** Begin DATA TO USE **
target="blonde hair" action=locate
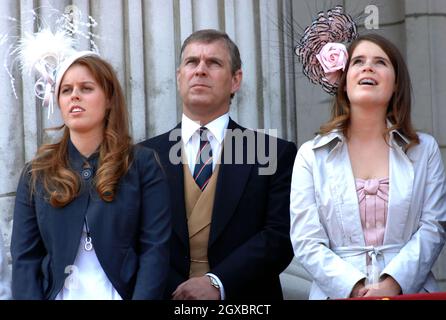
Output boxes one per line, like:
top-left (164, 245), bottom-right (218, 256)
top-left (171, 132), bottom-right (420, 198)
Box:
top-left (30, 56), bottom-right (132, 207)
top-left (319, 34), bottom-right (420, 150)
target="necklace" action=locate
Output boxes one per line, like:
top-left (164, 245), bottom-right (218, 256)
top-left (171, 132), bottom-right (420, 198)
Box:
top-left (84, 217), bottom-right (93, 251)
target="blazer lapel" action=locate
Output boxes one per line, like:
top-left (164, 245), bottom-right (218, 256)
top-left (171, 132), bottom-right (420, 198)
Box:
top-left (159, 123), bottom-right (189, 246)
top-left (209, 119), bottom-right (253, 247)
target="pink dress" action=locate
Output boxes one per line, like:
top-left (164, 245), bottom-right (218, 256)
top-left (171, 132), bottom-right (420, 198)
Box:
top-left (356, 178), bottom-right (389, 247)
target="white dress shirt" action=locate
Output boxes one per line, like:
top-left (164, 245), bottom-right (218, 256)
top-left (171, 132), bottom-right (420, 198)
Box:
top-left (56, 225), bottom-right (122, 300)
top-left (181, 113), bottom-right (229, 175)
top-left (181, 113), bottom-right (229, 300)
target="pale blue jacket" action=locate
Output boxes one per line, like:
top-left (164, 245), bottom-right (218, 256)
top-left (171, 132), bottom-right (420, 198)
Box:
top-left (290, 131), bottom-right (446, 299)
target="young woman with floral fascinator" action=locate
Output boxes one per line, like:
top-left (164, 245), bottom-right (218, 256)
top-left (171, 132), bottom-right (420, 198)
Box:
top-left (290, 7), bottom-right (446, 299)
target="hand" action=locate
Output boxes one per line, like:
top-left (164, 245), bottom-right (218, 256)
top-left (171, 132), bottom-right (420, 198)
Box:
top-left (350, 279), bottom-right (369, 298)
top-left (364, 275), bottom-right (401, 297)
top-left (172, 276), bottom-right (220, 300)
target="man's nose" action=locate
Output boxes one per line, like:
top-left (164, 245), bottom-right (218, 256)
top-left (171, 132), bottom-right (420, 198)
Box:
top-left (195, 61), bottom-right (207, 76)
top-left (362, 61), bottom-right (375, 72)
top-left (71, 88), bottom-right (79, 101)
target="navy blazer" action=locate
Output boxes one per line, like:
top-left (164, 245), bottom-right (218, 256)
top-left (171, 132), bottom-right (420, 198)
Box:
top-left (142, 120), bottom-right (297, 299)
top-left (11, 142), bottom-right (171, 299)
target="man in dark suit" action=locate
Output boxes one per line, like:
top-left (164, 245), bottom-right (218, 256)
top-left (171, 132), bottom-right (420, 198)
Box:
top-left (142, 30), bottom-right (296, 300)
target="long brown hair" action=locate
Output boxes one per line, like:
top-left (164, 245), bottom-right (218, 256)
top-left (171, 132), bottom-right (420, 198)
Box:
top-left (319, 34), bottom-right (420, 150)
top-left (31, 56), bottom-right (132, 207)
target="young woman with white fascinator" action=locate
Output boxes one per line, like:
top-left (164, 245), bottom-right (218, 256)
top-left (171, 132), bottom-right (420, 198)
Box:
top-left (11, 20), bottom-right (171, 300)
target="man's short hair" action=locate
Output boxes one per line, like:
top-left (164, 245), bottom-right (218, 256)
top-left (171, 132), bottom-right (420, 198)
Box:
top-left (180, 29), bottom-right (242, 74)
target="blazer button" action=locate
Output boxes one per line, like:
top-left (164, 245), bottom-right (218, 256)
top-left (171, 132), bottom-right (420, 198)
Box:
top-left (81, 168), bottom-right (93, 180)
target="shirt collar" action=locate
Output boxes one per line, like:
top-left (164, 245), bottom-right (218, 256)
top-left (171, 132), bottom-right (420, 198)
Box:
top-left (68, 139), bottom-right (99, 171)
top-left (181, 113), bottom-right (229, 144)
top-left (313, 120), bottom-right (410, 149)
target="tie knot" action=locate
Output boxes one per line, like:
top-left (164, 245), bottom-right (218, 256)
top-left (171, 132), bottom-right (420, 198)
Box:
top-left (199, 127), bottom-right (209, 141)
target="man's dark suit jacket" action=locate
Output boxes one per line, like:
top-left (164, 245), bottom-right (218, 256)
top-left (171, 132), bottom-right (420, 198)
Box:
top-left (11, 142), bottom-right (171, 299)
top-left (142, 120), bottom-right (297, 299)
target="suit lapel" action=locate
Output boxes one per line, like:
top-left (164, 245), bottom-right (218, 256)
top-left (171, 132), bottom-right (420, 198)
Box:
top-left (209, 119), bottom-right (253, 247)
top-left (159, 124), bottom-right (189, 246)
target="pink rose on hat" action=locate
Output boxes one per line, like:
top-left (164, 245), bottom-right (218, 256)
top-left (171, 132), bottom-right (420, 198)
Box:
top-left (316, 42), bottom-right (348, 84)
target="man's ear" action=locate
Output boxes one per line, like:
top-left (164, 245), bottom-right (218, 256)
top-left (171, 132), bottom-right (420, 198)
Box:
top-left (231, 69), bottom-right (243, 93)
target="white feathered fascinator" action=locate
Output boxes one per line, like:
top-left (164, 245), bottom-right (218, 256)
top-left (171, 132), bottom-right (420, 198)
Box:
top-left (6, 6), bottom-right (98, 118)
top-left (16, 28), bottom-right (76, 116)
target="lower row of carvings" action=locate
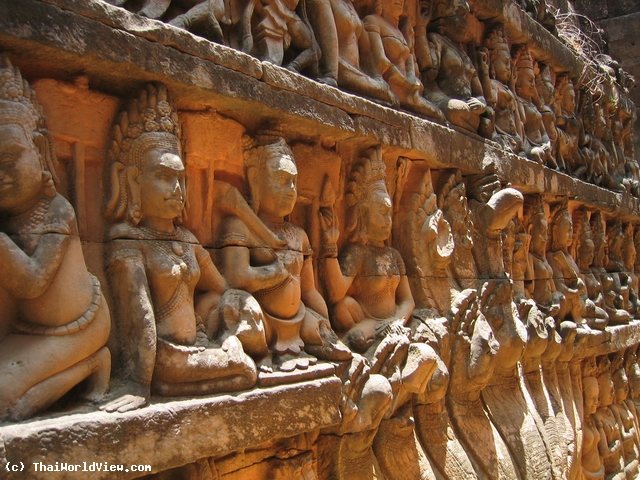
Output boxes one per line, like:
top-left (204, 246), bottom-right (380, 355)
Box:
top-left (0, 61), bottom-right (640, 479)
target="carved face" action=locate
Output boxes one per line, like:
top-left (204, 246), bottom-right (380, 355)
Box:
top-left (444, 192), bottom-right (473, 249)
top-left (613, 368), bottom-right (629, 403)
top-left (582, 377), bottom-right (600, 415)
top-left (516, 68), bottom-right (536, 99)
top-left (468, 316), bottom-right (499, 386)
top-left (380, 0), bottom-right (404, 23)
top-left (598, 372), bottom-right (614, 407)
top-left (367, 180), bottom-right (392, 242)
top-left (553, 210), bottom-right (573, 248)
top-left (0, 123), bottom-right (42, 214)
top-left (530, 212), bottom-right (547, 255)
top-left (576, 232), bottom-right (595, 268)
top-left (537, 65), bottom-right (555, 105)
top-left (628, 364), bottom-right (640, 400)
top-left (252, 149), bottom-right (298, 217)
top-left (492, 48), bottom-right (511, 84)
top-left (433, 0), bottom-right (471, 41)
top-left (137, 150), bottom-right (185, 219)
top-left (560, 81), bottom-right (576, 113)
top-left (622, 232), bottom-right (637, 272)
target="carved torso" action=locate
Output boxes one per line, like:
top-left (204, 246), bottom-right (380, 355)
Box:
top-left (340, 244), bottom-right (405, 318)
top-left (0, 194), bottom-right (93, 327)
top-left (429, 33), bottom-right (477, 100)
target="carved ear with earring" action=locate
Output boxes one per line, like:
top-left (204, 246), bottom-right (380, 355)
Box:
top-left (127, 167), bottom-right (142, 225)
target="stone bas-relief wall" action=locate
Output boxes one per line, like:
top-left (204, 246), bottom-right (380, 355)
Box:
top-left (0, 0), bottom-right (640, 480)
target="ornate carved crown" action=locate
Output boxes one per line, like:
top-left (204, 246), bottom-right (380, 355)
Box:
top-left (515, 45), bottom-right (533, 71)
top-left (484, 26), bottom-right (511, 56)
top-left (111, 84), bottom-right (180, 167)
top-left (0, 54), bottom-right (44, 137)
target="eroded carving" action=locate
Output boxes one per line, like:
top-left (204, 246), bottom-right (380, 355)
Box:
top-left (0, 55), bottom-right (111, 420)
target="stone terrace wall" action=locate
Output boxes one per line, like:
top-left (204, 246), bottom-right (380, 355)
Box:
top-left (0, 0), bottom-right (640, 480)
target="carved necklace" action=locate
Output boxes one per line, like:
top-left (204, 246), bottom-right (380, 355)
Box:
top-left (138, 226), bottom-right (185, 257)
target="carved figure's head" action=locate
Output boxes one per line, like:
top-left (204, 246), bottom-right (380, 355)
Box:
top-left (0, 55), bottom-right (55, 215)
top-left (244, 132), bottom-right (298, 219)
top-left (556, 75), bottom-right (576, 115)
top-left (515, 45), bottom-right (537, 100)
top-left (571, 208), bottom-right (595, 271)
top-left (582, 376), bottom-right (600, 416)
top-left (549, 202), bottom-right (573, 253)
top-left (622, 223), bottom-right (637, 272)
top-left (524, 195), bottom-right (548, 257)
top-left (484, 25), bottom-right (511, 84)
top-left (345, 148), bottom-right (392, 244)
top-left (590, 212), bottom-right (607, 268)
top-left (438, 171), bottom-right (473, 250)
top-left (107, 84), bottom-right (186, 225)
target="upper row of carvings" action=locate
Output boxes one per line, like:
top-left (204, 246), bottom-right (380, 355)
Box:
top-left (108, 0), bottom-right (640, 196)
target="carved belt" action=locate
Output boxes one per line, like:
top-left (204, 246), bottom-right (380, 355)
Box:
top-left (13, 274), bottom-right (102, 337)
top-left (253, 274), bottom-right (293, 299)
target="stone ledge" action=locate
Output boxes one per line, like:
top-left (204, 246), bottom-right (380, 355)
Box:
top-left (0, 0), bottom-right (640, 216)
top-left (580, 320), bottom-right (640, 358)
top-left (0, 376), bottom-right (342, 480)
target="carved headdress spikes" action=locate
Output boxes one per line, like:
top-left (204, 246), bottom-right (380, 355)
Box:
top-left (106, 84), bottom-right (180, 224)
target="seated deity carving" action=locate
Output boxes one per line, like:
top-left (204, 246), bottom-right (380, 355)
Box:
top-left (581, 376), bottom-right (606, 480)
top-left (547, 202), bottom-right (594, 326)
top-left (363, 0), bottom-right (445, 121)
top-left (606, 219), bottom-right (635, 326)
top-left (107, 0), bottom-right (230, 44)
top-left (484, 26), bottom-right (525, 155)
top-left (307, 0), bottom-right (399, 99)
top-left (0, 55), bottom-right (111, 420)
top-left (515, 45), bottom-right (552, 164)
top-left (217, 132), bottom-right (351, 371)
top-left (594, 357), bottom-right (627, 480)
top-left (556, 75), bottom-right (587, 178)
top-left (240, 0), bottom-right (317, 73)
top-left (535, 62), bottom-right (561, 169)
top-left (418, 0), bottom-right (493, 137)
top-left (571, 208), bottom-right (609, 330)
top-left (611, 353), bottom-right (640, 478)
top-left (103, 85), bottom-right (258, 412)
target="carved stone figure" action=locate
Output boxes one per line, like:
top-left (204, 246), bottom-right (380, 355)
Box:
top-left (240, 0), bottom-right (317, 72)
top-left (590, 211), bottom-right (631, 325)
top-left (535, 62), bottom-right (564, 170)
top-left (108, 0), bottom-right (230, 43)
top-left (217, 131), bottom-right (351, 372)
top-left (484, 26), bottom-right (524, 155)
top-left (611, 354), bottom-right (640, 478)
top-left (0, 55), bottom-right (111, 420)
top-left (581, 376), bottom-right (606, 480)
top-left (447, 283), bottom-right (521, 479)
top-left (556, 75), bottom-right (587, 177)
top-left (594, 358), bottom-right (626, 480)
top-left (547, 202), bottom-right (594, 325)
top-left (394, 170), bottom-right (478, 478)
top-left (104, 85), bottom-right (256, 412)
top-left (620, 223), bottom-right (639, 317)
top-left (571, 208), bottom-right (609, 330)
top-left (515, 46), bottom-right (552, 164)
top-left (418, 0), bottom-right (493, 137)
top-left (606, 219), bottom-right (635, 317)
top-left (307, 0), bottom-right (399, 99)
top-left (363, 0), bottom-right (445, 121)
top-left (512, 215), bottom-right (568, 477)
top-left (468, 174), bottom-right (550, 478)
top-left (518, 0), bottom-right (558, 35)
top-left (321, 149), bottom-right (437, 478)
top-left (438, 171), bottom-right (478, 289)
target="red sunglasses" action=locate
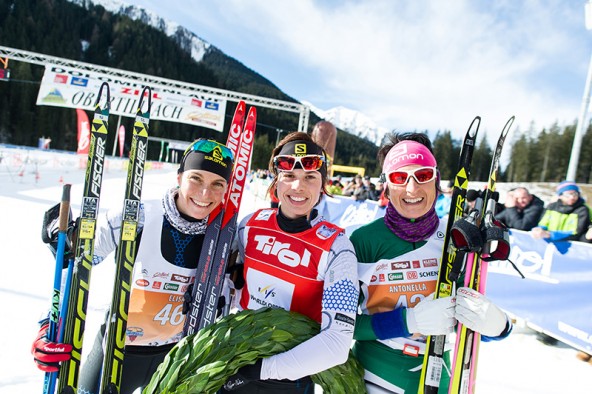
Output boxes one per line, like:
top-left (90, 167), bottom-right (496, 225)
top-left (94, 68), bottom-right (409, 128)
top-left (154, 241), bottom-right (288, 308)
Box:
top-left (273, 155), bottom-right (325, 171)
top-left (386, 167), bottom-right (436, 186)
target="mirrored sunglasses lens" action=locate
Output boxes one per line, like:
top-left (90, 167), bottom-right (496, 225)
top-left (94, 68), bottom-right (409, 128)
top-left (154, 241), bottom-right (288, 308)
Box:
top-left (275, 156), bottom-right (296, 171)
top-left (300, 156), bottom-right (323, 171)
top-left (415, 168), bottom-right (434, 183)
top-left (389, 171), bottom-right (407, 185)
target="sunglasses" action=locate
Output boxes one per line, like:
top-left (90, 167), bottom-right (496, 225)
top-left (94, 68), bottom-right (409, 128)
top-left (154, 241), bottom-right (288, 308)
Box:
top-left (386, 167), bottom-right (436, 186)
top-left (273, 155), bottom-right (325, 171)
top-left (183, 139), bottom-right (234, 161)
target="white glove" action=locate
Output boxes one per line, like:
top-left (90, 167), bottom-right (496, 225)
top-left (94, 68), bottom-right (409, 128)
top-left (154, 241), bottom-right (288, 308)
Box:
top-left (407, 293), bottom-right (456, 335)
top-left (455, 287), bottom-right (508, 337)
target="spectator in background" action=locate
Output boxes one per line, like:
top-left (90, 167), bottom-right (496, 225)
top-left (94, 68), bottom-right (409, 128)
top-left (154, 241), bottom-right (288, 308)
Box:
top-left (436, 180), bottom-right (454, 218)
top-left (364, 175), bottom-right (380, 201)
top-left (531, 181), bottom-right (590, 242)
top-left (352, 174), bottom-right (369, 201)
top-left (341, 179), bottom-right (359, 197)
top-left (332, 175), bottom-right (343, 189)
top-left (495, 187), bottom-right (545, 231)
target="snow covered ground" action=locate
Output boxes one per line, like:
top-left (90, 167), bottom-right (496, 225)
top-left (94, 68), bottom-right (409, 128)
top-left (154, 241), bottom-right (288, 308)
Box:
top-left (0, 146), bottom-right (592, 394)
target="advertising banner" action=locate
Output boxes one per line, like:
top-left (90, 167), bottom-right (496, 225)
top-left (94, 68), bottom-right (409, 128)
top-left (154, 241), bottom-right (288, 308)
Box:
top-left (317, 196), bottom-right (592, 353)
top-left (486, 230), bottom-right (592, 353)
top-left (37, 65), bottom-right (226, 132)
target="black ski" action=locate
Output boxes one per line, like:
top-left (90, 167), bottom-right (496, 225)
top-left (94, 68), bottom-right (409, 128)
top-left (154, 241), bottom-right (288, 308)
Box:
top-left (197, 107), bottom-right (257, 330)
top-left (418, 116), bottom-right (481, 394)
top-left (101, 87), bottom-right (152, 393)
top-left (183, 101), bottom-right (257, 336)
top-left (58, 82), bottom-right (111, 394)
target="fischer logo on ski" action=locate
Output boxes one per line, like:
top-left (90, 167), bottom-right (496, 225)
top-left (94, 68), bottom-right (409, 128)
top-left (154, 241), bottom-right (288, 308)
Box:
top-left (418, 116), bottom-right (481, 394)
top-left (448, 116), bottom-right (514, 393)
top-left (58, 82), bottom-right (111, 393)
top-left (183, 101), bottom-right (257, 335)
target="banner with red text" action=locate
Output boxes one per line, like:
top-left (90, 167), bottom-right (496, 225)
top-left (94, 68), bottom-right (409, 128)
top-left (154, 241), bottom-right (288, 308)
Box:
top-left (37, 65), bottom-right (226, 132)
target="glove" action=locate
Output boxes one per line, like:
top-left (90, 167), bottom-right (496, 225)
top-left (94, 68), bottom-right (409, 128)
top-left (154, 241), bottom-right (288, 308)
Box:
top-left (455, 287), bottom-right (508, 337)
top-left (41, 204), bottom-right (78, 268)
top-left (407, 293), bottom-right (456, 335)
top-left (224, 358), bottom-right (263, 391)
top-left (31, 320), bottom-right (72, 372)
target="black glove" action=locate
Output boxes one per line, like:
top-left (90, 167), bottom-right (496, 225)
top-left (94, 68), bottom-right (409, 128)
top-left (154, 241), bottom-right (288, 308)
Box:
top-left (41, 204), bottom-right (77, 268)
top-left (224, 358), bottom-right (263, 391)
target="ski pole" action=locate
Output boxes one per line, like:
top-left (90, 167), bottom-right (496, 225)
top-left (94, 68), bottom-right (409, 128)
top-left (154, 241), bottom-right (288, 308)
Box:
top-left (43, 184), bottom-right (72, 394)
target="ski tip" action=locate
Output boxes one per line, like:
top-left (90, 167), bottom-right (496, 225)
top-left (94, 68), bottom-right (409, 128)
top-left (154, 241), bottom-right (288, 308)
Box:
top-left (62, 183), bottom-right (72, 201)
top-left (467, 115), bottom-right (481, 139)
top-left (502, 115), bottom-right (516, 135)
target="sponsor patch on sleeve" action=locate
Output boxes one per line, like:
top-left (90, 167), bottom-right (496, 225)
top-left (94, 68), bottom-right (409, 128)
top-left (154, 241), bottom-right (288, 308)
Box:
top-left (335, 313), bottom-right (356, 326)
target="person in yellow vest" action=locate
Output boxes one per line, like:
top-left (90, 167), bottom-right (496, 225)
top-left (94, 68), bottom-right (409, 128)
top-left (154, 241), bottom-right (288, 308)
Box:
top-left (531, 181), bottom-right (590, 242)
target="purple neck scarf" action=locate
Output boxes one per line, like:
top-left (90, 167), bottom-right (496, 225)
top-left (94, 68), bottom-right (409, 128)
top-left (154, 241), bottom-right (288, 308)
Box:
** End DATA TO USE **
*PROBLEM DETAILS*:
Reproduce every line of the material from its first line through the line containing "top-left (71, 88), bottom-right (79, 101)", adding 79 to each coordinate of the answer boxes while leaving the sample boxes that illustrate the output format unchanged. Omit the pictures from your reproduction.

*RESPONSE*:
target="blonde hair" action=locate
Output boxes one per line, like:
top-left (164, 245), bottom-right (218, 256)
top-left (171, 132), bottom-right (420, 198)
Box:
top-left (109, 135), bottom-right (211, 286)
top-left (398, 113), bottom-right (499, 229)
target="necklace" action=locate
Output boxes one per line, like:
top-left (164, 245), bottom-right (218, 256)
top-left (171, 132), bottom-right (420, 198)
Box:
top-left (163, 296), bottom-right (172, 330)
target="blazer lapel" action=locate
Output boxes one per line, like:
top-left (164, 245), bottom-right (218, 256)
top-left (171, 132), bottom-right (420, 198)
Box:
top-left (238, 202), bottom-right (268, 325)
top-left (288, 198), bottom-right (332, 326)
target="pink dress" action=locate
Output boxes one per line, like:
top-left (164, 245), bottom-right (218, 256)
top-left (171, 132), bottom-right (420, 198)
Box:
top-left (435, 257), bottom-right (468, 326)
target="white dress shirt" action=locate
Output boxes one per line, like:
top-left (164, 245), bottom-right (218, 256)
top-left (171, 132), bottom-right (420, 198)
Box:
top-left (135, 304), bottom-right (201, 379)
top-left (260, 192), bottom-right (308, 254)
top-left (260, 192), bottom-right (308, 379)
target="pale blue jacket" action=locate
Output boxes one per line, like:
top-left (164, 245), bottom-right (218, 256)
top-left (171, 132), bottom-right (420, 198)
Box:
top-left (369, 210), bottom-right (525, 378)
target="young woman with floral fascinator" action=locate
Output boxes one per line, like:
top-left (164, 245), bottom-right (218, 256)
top-left (171, 132), bottom-right (420, 198)
Box:
top-left (369, 86), bottom-right (525, 378)
target="hand" action=locate
Output boxes one per line, like:
top-left (164, 245), bottom-right (218, 256)
top-left (171, 132), bottom-right (420, 198)
Box:
top-left (429, 358), bottom-right (448, 377)
top-left (443, 354), bottom-right (480, 376)
top-left (251, 355), bottom-right (299, 379)
target="man's nose" action=locate
Output boxes one per line, like:
top-left (164, 245), bottom-right (218, 256)
top-left (171, 132), bottom-right (420, 198)
Box:
top-left (274, 140), bottom-right (286, 155)
top-left (441, 140), bottom-right (454, 151)
top-left (150, 167), bottom-right (158, 180)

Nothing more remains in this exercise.